● **FRAGMENTO DEL DOCUMENTO**
▼

     El pintor y la persona son una entidad inseparable; no obstante, Frida llevó innumerables máscaras. Sobresalía en todas las reuniones con sus amigos cercanos gracias a sus comentarios ingeniosos e indiscretos; a su singular identificación con los campesinos mexicanos y, a la vez, a su distancia respecto a ellos; y a sus burlas de los europeos y las posturas que asumían bajo distintos rótulos —Impresionismo, Postimpresionismo, Expresionismo, Surrealismo, Realismo socialista, etcétera—, en busca de dinero, de mecenas acaudalados o de un puesto en las academias. Sin embargo, cuando sintió que su obra había madurado, quiso obtener el reconocimiento personal y el de aquellas pinturas que alguna vez había regalado en calidad de recuerdos. Aquello que había comenzado como un pasatiempo no tardo en usurpar su vida. Frida salpicaba sus conversaciones con expresiones de la jerga callejera y con groserías que no dejaban traslucir su corta estatura, su educación católica y el afecto que sentía por las costumbres tradicionales mexicanas. En una ocasión, mientras daba un paseo por una calle neoyorquina llevando su traje rojo de tehuana, joyas con incrustaciones de jades milenarios y un rebozo escarlata sobre sus hombros, un niño se le acercó para preguntarle: <¿El circo está en la ciudad?>. Ella era en sí misma una exposición andante, una colección dadaísta de contradicciones.

     Su vida anterior oscilaba entre la euforia y la desesperación, mientras luchaba prácticamente sin pausa contra el dolor que le causaban las lesiones en su columna vertebral, espalda, y pierna y pie derechos; así como las enfermedades micóticas, las infecciones producidas por sus varios abortos y los continuos tratamientos experimentales de sus médicos. La única alegría constante de su vida fue Diego Rivera, su príncipe rana, un comunista obeso de ojos saltones y pelo alborotado que gozaba de la reputación de donjuán. Ella soportó sus infidelidades y se desquitó teniendo sus propias aventuras amorosas en tres continentes, tanto con hombres robustos como con atractivas mujeres. Pero al final, Diego y Frida siempre volvían uno al lado del otro, como dos animales heridos, desgarrados por el arte, la política y sus temperamentos explosivos, unidos por el frágil lazo rojo de su amor.
▲
● **SECCIÓN DE DATOS**
▼
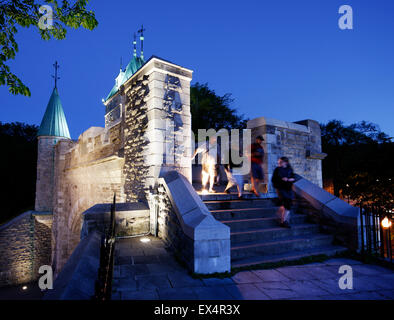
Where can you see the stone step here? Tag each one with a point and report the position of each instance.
(260, 223)
(269, 234)
(289, 256)
(245, 213)
(273, 247)
(239, 204)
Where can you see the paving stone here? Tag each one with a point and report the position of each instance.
(133, 270)
(139, 295)
(217, 281)
(177, 294)
(152, 282)
(246, 277)
(126, 284)
(306, 298)
(179, 280)
(154, 251)
(381, 281)
(160, 268)
(115, 296)
(246, 292)
(335, 297)
(370, 270)
(319, 272)
(342, 261)
(296, 273)
(123, 260)
(131, 252)
(332, 286)
(306, 288)
(366, 284)
(212, 293)
(270, 275)
(277, 290)
(373, 295)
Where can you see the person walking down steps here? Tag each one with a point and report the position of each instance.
(282, 180)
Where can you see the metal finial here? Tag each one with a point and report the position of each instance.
(141, 32)
(56, 66)
(135, 45)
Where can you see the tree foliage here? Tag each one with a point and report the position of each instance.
(18, 142)
(26, 13)
(210, 110)
(359, 162)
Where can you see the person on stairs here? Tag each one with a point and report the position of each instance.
(282, 180)
(256, 172)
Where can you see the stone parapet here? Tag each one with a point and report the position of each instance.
(131, 219)
(333, 214)
(188, 227)
(299, 141)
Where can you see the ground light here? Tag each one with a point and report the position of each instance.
▲
● **TAREA A REALIZAR**
Del fragmento sobre Frida, transcribe literalmente el pasaje que se inicia con las palabras que contienen "Su vida anterior" y concluye con "de su amor.".

● **RESPUESTA AL EJERCICIO**
Su vida anterior oscilaba entre la euforia y la desesperación, mientras luchaba prácticamente sin pausa contra el dolor que le causaban las lesiones en su columna vertebral, espalda, y pierna y pie derechos; así como las enfermedades micóticas, las infecciones producidas por sus varios abortos y los continuos tratamientos experimentales de sus médicos. La única alegría constante de su vida fue Diego Rivera, su príncipe rana, un comunista obeso de ojos saltones y pelo alborotado que gozaba de la reputación de donjuán. Ella soportó sus infidelidades y se desquitó teniendo sus propias aventuras amorosas en tres continentes, tanto con hombres robustos como con atractivas mujeres. Pero al final, Diego y Frida siempre volvían uno al lado del otro, como dos animales heridos, desgarrados por el arte, la política y sus temperamentos explosivos, unidos por el frágil lazo rojo de su amor.